Pointing dataset excerpts:
• • • •

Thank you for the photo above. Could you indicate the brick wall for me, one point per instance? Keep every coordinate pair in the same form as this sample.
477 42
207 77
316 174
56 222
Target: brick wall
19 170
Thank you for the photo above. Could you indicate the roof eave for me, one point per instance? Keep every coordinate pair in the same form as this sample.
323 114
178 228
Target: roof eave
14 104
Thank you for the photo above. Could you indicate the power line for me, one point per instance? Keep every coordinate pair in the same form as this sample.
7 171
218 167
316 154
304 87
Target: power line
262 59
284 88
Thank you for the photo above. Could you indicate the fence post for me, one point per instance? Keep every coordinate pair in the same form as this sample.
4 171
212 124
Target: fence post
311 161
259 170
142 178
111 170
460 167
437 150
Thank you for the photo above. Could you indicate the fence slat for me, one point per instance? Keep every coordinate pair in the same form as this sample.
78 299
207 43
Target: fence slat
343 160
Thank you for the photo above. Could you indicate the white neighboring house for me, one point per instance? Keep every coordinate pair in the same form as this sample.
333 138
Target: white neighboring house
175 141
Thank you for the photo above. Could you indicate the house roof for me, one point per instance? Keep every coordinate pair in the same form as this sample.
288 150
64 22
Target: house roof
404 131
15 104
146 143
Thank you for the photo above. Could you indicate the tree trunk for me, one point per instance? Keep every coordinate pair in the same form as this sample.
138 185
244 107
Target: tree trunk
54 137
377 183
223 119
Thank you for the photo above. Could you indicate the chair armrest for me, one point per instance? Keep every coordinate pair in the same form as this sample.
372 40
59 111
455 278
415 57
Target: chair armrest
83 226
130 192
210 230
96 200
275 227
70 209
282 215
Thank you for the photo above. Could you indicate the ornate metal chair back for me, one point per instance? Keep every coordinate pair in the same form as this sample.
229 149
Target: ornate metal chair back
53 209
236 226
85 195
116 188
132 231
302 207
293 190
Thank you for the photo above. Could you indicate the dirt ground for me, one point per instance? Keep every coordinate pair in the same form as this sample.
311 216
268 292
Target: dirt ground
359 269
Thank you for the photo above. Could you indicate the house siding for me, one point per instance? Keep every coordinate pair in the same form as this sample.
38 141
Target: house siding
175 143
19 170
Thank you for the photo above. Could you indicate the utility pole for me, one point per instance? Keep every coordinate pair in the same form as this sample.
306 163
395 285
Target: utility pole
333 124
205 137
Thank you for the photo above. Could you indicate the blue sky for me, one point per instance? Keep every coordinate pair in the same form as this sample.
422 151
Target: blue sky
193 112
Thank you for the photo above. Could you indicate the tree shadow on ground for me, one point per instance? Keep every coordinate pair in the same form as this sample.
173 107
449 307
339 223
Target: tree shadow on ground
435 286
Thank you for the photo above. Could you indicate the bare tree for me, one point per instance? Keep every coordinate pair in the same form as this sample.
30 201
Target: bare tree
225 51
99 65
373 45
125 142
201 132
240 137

• • • •

What is required: Transcribe every line of the records above, reproducing each one without any change.

Task response:
Thank you for the photo above. Could you indicate the brick wall for me, one point per instance? Keep every coordinate pair in the same form as this sample.
477 42
207 77
316 174
56 222
Target: brick wall
19 170
Thank you for the photo above. Could you indicate the roof eave for me, one point per instance? Keep every coordinate pair in the same form as this sample.
323 114
178 228
Target: roof eave
14 104
Thank you for the photo above. Could you indicate the power line for me, one point per instance? Keep every coordinate pair in the same form as this sample.
7 171
218 167
316 154
304 87
Target: power line
262 59
284 88
Thank you for the photo above. Could you indicate the fence post for me, one point per instance? Keep every coordinate pair in the same form as this sample.
4 171
212 124
Target: fence post
311 161
259 170
142 178
111 170
460 167
437 150
Thank you for the photo above. Could you indicate the fence slat for me, one point per instance? Keep every coordinate pair in the same form as this sample.
78 299
207 43
Target: fence slat
343 160
Thank you for the photo above. Could you indicate the white neighboring house for me, one point per instance? Keep every coordinate pair in the same form as this sample.
333 138
Target: white neighboring house
175 141
Thank you for the photo above. Could you indicate the house roof for me, one point per instance? Keep every coordinate pair in the same form as this sample.
288 150
64 22
Target: house roof
404 131
15 104
146 143
Thank you for the photo above. Could you indicate the tree trunk for me, one point per instance? Keep every coordinate pair in the same form as this sample.
138 185
244 107
Target: tree trunk
54 137
377 183
223 119
Thank you for the photo above. Could you indicate the chair armrest for me, one point per instance? Keep every coordinate pair in the same form as this sample.
372 40
59 111
455 278
415 57
Target: chair armrest
83 226
130 192
210 230
96 200
275 227
70 209
282 215
Thank you for the photo above. Could you indicate the ornate metal chair back for me, one point per instance? Keep every coordinate pair in the same form as this sample.
229 149
Target: ornate metal chair back
53 209
236 226
85 195
116 188
132 231
302 207
293 190
Thank you for the photo above. Could you indicate the dirt ground for me, one point per instance? Keep every coordinate pair in the same form as this sample.
311 216
268 292
Target: dirt ground
359 269
Thank you for the photo above. Could you indicate the house siding for me, one point per instance? Keep every coordinate pair in the same form as this sample.
38 141
Target: house siding
175 143
19 170
Thank you for the photo above. Could you indicate the utility pole for me, one point per instance? Keep every coordinate pair in the same form as this sample.
306 163
395 285
Target: utility pole
333 124
205 137
Thank you for the photo above. Could you indicate the blue sky for me, one point per instance? Keep every coordinate pair in the same form as this sample.
422 151
Target: blue sky
193 112
Thank you for the photo above. Could you indicate the tree shadow on ground for me, one point per instance? Keep every coordinate pair in the same form as this sample.
173 107
449 307
339 223
Target: tree shadow on ground
435 286
Thank you for the photo above. Could you indicate the bare tree for me, one point per instance? Keep every coordinate pair in the same form as this sample.
30 201
Target: bare tree
225 51
99 65
373 45
125 142
201 132
240 137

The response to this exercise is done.